▸ **Prompt A**
Please transcribe the portion of the wax deposition passage from "The experimental procedure is" to "and later analyzed.".
▸ **Prompt B**
Answer these questions using the wax deposition passage:
(i) At what temperature was the cold finger kept?
(ii) By what percentage did the polyurethane coating reduce wax deposition compared to the uncoated bar?
(iii) What were the thicknesses of the two polyurethane coatings?
▸ **Prompt C**
Extend the passage on coatings and wax deposition, picking up after its final sentence.

▸ **Excerpted passage**
::::

Properties of crude oil (Duri)

Figure 4:

Gas chromatogram of crude oil sample.

5.2 Cold Finger Apparatus

A cold finger apparatus was used to identify the effects of each coating under single flow conditions (oil). Cold finger apparatus was designed to simulate the temperature gradient between the inner wall of the pipeline and the cross section of the flow, and also the shear rate at the wall of the pipeline to the oil flow (Figure 5). The cold finger apparatus consists of a cold finger, chamber, cold finger circulator, heating chamber circulator and stirrer. The cold finger represented the inner wall of the pipeline. The epoxy, polyurethane, PTFE and DLC coatings of the finger were made by dipping and spraying methods (Figure 6). The chamber represented the inner space of the pipeline during the oil production. High temperature water was constantly circulated within the water bath chamber while cold water was circulated within the cold finger. The cold finger circulator was used to maintain a constant temperature of 4℃, which is the minimum temperature of the deep sea. The heating chamber circulator was used to maintain the temperature of hot oil. The stirrer is used to flow of the oil. The chamber temperature of cold finger apparatus was maintained at 60℃, this being higher than the WAT, which was assumed to be higher than 35℃. The temperature of the cold finger was maintained at 4℃. This is the minimum temperature of the deep sea. The magnetic stirrer generates a shear rate while stirring the oil samples at a constant speed to depict the flow of fluids. Testing was carried out for 6 hours, sufficient time for wax deposition.

Figure 5:

Schematic diagram of the cold finger apparatus (modified from [14])

Figure 6:

Various cold fingers through processed coating.

The experimental procedure is illustrated in Figure 7. First, water or antifreeze is injected into water bath. After then, the oil is injected into chamber and heated to melt any wax crystals that might be present. Next, chamber temperatures are set according to the test conditions. Next, rotational stirrer is set. Testing was carried out for 6 hours, sufficient time for wax deposition. Finally, after a test is finished, the probes are removed from the bath and allowed to dry for approximately 30 minutes. Deposited wax samples are the taken directly from probe, weighed, and later analyzed.

Figure 7:

The experimental procedure using cold finger apparatus.

6. Results

The varying amounts of wax deposition on the probe with no coating, epoxy, polyurethane, PTFE and DLC coatings are shown in Figure 8. The test results indicate that, compared to the bar without coating, the amount of wax deposition was reduced by 30.5% for the polyurethane coating, by 28.3% for the epoxy coating, by 21.6% for the PTFE coating and by 12.5% for the DLC coating. These results demonstrate that internal tubular coatings effectively reduce wax deposition. The amount of wax deposition was reduced on the coated bar because the physical properties of the coated bar surface are different from those of the uncoated stainless steel one. The physical properties of the surface of the bar, such as wettability, surface roughness, thermal insulation, wear resistance, corrosion resistance, electric insulation, thermal resistance, hardness and adhesion, are changed by the coating. Among those coating properties, thermal insulation and surface roughness as properties directly affecting the wax deposition were analyzed and compared the amount of wax deposition according to the coating properties. Surface roughness was measured using a Mahr’s Perthometer 2. Thermal insulation was measured by comparison between the unique properties of the coating, thermal conductivities, and the amount of wax deposition for each coating thickness. The thickness of the two polyurethane coatings was 200 μm and 1,000 μm. The experiments analyzed the amount of wax deposition for each coating thickness.

::::

Extracted data

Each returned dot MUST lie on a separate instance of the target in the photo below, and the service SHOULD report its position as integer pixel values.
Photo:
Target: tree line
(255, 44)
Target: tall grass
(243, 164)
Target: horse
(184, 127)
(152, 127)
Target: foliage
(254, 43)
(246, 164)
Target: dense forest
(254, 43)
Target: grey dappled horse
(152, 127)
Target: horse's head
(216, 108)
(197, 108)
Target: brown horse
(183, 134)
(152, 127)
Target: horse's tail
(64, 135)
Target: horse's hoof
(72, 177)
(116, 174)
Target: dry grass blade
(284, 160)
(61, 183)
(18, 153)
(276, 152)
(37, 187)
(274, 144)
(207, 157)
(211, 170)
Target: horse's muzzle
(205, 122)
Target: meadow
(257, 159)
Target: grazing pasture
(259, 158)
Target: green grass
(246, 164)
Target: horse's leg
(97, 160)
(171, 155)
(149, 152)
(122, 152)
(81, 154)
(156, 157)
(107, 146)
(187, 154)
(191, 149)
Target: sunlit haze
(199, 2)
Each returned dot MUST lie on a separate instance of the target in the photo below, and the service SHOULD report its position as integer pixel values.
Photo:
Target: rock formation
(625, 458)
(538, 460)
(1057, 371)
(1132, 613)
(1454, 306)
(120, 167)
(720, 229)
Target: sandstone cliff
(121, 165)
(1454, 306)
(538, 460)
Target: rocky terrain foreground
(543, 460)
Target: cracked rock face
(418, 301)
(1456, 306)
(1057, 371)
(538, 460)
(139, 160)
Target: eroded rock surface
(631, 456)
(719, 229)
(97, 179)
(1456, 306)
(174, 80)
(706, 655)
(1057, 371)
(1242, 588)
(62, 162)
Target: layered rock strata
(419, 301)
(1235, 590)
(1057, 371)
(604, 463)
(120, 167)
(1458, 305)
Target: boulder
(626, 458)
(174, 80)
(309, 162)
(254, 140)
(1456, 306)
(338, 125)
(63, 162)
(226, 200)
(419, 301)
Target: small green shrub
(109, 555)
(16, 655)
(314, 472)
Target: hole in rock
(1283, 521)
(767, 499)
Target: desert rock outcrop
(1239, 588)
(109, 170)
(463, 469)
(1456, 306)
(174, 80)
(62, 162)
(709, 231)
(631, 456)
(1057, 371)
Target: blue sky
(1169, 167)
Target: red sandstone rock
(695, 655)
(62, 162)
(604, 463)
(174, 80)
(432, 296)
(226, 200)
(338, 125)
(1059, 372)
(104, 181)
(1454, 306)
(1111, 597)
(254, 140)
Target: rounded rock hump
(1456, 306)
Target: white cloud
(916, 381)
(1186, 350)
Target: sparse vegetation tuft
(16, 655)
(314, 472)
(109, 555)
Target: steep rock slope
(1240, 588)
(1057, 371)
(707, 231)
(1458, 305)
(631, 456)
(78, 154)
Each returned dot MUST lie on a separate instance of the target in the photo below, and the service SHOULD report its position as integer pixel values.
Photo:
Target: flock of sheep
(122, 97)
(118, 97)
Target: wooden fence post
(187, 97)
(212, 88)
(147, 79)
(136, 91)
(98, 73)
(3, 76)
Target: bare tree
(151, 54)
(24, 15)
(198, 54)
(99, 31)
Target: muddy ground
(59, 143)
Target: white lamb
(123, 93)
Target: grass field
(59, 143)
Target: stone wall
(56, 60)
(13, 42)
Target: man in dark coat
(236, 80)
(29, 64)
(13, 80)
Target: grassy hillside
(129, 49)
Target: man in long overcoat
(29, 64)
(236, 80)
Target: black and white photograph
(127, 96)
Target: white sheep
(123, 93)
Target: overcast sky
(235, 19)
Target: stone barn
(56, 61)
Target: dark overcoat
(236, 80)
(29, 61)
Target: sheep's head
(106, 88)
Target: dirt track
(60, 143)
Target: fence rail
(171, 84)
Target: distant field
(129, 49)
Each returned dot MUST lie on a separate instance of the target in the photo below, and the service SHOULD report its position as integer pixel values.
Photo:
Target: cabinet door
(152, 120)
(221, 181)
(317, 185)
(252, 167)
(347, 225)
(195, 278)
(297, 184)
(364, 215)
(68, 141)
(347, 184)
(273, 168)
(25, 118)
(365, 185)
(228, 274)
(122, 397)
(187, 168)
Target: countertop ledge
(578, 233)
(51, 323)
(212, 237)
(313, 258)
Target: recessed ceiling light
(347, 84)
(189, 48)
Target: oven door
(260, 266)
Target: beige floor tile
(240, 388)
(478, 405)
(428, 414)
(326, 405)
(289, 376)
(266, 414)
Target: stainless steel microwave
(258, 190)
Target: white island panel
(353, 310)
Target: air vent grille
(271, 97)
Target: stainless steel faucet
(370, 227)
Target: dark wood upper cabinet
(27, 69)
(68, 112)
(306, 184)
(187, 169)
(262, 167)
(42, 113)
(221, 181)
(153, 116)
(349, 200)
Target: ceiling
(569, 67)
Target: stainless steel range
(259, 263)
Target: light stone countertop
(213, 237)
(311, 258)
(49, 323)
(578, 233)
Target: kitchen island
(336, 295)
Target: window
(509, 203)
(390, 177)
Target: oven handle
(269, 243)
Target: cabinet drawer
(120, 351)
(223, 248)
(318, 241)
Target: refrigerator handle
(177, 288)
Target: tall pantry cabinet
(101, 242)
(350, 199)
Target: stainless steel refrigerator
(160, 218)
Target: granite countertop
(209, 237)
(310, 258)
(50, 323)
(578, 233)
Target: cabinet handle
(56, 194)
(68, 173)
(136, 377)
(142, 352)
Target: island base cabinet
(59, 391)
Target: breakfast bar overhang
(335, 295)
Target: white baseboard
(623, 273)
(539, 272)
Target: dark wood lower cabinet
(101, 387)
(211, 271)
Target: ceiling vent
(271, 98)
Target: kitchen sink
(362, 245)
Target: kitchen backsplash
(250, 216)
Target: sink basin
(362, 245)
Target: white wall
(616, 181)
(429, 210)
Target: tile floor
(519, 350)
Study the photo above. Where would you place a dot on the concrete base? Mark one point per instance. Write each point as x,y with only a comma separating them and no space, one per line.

::::

▸ **Response A**
The experimental procedure is illustrated in Figure 7. First, water or antifreeze is injected into water bath. After then, the oil is injected into chamber and heated to melt any wax crystals that might be present. Next, chamber temperatures are set according to the test conditions. Next, rotational stirrer is set. Testing was carried out for 6 hours, sufficient time for wax deposition. Finally, after a test is finished, the probes are removed from the bath and allowed to dry for approximately 30 minutes. Deposited wax samples are the taken directly from probe, weighed, and later analyzed.

▸ **Response B**
(i) 4℃
(ii) 30.5%
(iii) 200 μm and 1,000 μm

▸ **Response C**
Figure 8:

Mass of wax deposition per unit area depending on coatings.

Figure 9 shows a graph that presents the amount of wax deposition compared with the amount of surface roughness. It indicates that there is no definite trend. It is concluded that surface roughness does not have an important effect on wax deposition, despite being a factor affecting it. Figure 10 shows a graph that presents the amount of wax deposition compared with thermal conductivity. It indicates that wax deposition reduces as the thermal conductivity decreases. It is concluded that the decrease in the thermal conductivity prevents the temperature of the oil from decreasing below the WAT. It is also concluded that thermal conductivity affects wax deposition relatively more than other coating properties do and it can effectively reduce wax deposition. Figure 11 shows a graph that presents the amount of wax deposition compared with the thickness of the two polyurethane coatings. It indicates that wax deposition reduces as coating thickness increases. As thermal conductivity and coating thickness are factors related to thermal insulation, it can be concluded that thermal insulation, of all the properties of internal tubular coatings, is the most influential factor in the changes relating to the amount of wax deposition.

Figure 9:

Mass of wax deposition per unit area depending on surface roughness.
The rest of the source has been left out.